_Task requirements_: From the line containing "Labeling batch C. For the image above, tag the gloved" through the last line of the data, return those lines exactly as written and nothing more.

_Records excerpted from a collection_:
◆ ◆ ◆ ◆
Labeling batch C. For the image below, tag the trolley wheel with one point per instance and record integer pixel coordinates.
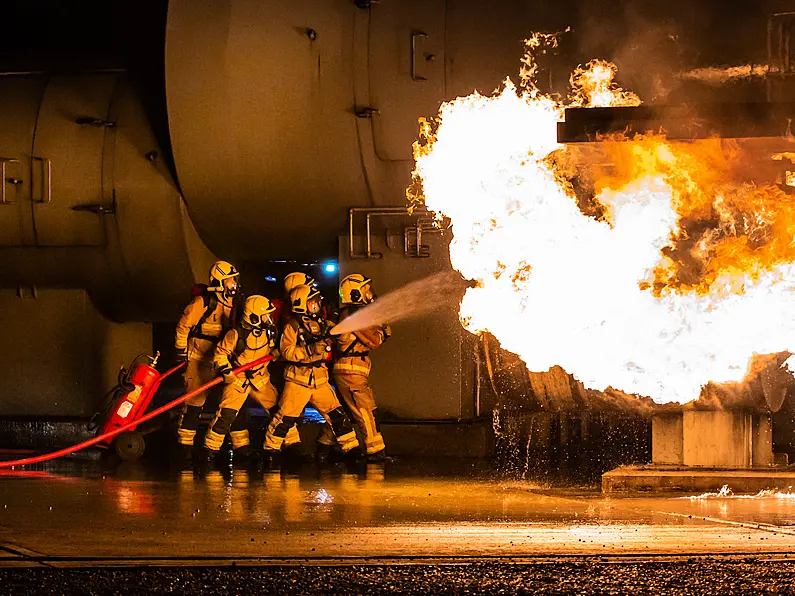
(130, 445)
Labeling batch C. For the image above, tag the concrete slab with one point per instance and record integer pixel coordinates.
(645, 479)
(404, 511)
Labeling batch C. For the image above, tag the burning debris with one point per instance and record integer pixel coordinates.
(671, 272)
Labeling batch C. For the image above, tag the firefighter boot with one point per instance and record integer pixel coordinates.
(269, 459)
(205, 458)
(183, 456)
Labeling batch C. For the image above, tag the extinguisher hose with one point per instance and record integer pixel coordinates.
(131, 424)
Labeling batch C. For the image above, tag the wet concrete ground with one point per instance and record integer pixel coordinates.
(77, 515)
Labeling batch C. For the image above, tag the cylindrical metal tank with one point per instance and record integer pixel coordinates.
(86, 200)
(283, 115)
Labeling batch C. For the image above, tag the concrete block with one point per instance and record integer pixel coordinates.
(667, 439)
(717, 438)
(762, 441)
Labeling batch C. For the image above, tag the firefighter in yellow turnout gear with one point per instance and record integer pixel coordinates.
(203, 323)
(254, 338)
(305, 348)
(351, 371)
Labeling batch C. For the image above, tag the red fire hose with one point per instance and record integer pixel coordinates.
(149, 416)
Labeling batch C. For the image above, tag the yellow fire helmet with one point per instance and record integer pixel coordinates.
(256, 312)
(221, 271)
(300, 298)
(352, 289)
(296, 279)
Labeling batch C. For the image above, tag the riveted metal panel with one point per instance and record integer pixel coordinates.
(68, 160)
(407, 79)
(19, 103)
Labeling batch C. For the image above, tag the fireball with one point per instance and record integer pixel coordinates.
(669, 275)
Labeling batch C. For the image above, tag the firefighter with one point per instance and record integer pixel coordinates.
(202, 325)
(254, 338)
(352, 366)
(291, 280)
(306, 349)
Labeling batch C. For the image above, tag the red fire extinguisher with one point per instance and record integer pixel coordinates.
(126, 402)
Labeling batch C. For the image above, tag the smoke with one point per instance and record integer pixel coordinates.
(412, 300)
(720, 75)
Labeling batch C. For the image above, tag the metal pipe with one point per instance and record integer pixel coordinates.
(477, 379)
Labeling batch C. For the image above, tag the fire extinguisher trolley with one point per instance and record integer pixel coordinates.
(126, 402)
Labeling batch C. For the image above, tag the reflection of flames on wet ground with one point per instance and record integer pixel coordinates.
(642, 264)
(726, 493)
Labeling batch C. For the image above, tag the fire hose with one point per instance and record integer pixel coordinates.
(131, 424)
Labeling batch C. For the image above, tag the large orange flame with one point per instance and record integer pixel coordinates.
(669, 276)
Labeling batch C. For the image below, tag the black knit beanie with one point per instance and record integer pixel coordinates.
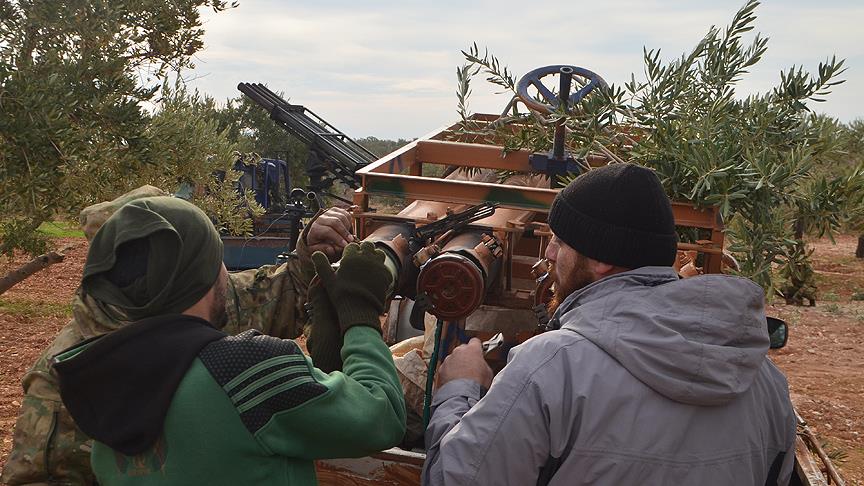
(617, 214)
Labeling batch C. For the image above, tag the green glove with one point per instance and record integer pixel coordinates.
(358, 289)
(325, 336)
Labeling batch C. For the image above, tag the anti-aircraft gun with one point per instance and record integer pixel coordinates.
(333, 156)
(467, 251)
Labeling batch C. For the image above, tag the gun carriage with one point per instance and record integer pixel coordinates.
(466, 251)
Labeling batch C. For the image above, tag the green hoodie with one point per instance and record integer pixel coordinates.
(249, 409)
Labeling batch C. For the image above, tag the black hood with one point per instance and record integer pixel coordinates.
(118, 387)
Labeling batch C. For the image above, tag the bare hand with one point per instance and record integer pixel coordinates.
(466, 362)
(330, 233)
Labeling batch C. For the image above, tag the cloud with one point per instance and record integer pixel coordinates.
(387, 68)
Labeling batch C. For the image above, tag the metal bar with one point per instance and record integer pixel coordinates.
(565, 78)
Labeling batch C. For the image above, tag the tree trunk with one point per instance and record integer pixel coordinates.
(35, 265)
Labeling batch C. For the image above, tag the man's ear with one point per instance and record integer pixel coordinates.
(600, 269)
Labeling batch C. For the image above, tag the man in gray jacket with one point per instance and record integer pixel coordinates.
(648, 379)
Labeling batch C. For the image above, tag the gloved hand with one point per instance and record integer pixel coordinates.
(325, 336)
(358, 289)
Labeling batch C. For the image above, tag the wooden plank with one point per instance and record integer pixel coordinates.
(806, 467)
(472, 155)
(463, 192)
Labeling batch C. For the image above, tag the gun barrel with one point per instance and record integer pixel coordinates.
(342, 155)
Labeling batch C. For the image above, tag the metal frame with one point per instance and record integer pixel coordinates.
(400, 174)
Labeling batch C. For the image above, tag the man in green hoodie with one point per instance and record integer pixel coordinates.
(171, 398)
(49, 448)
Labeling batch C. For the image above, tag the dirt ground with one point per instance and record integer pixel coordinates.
(824, 359)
◆ ◆ ◆ ◆
_Result_:
Labeling batch C. For the image above, tag the gloved hand with one point per instance and record integer pixel coordinates.
(325, 336)
(358, 289)
Labeling batch C. For the image above, tag the wooden plank with one point per instance and record integer pixel coordinates.
(806, 467)
(472, 155)
(463, 192)
Labeling batch C. For the image above, tag the gun barrel with one point per instance and record integer pixel coordinates.
(342, 155)
Labeling batch C. For the image above, tag the metal frame with one point per instance and record integer pixel coordinates.
(400, 174)
Labeling batch C. For the image above, tag the man in green hoodie with one point per instance and record integer pixel coordinates.
(171, 398)
(49, 448)
Labeling batch C. For the image above, tag the dirt ground with one point per instance and record integer pixel coordinates.
(824, 359)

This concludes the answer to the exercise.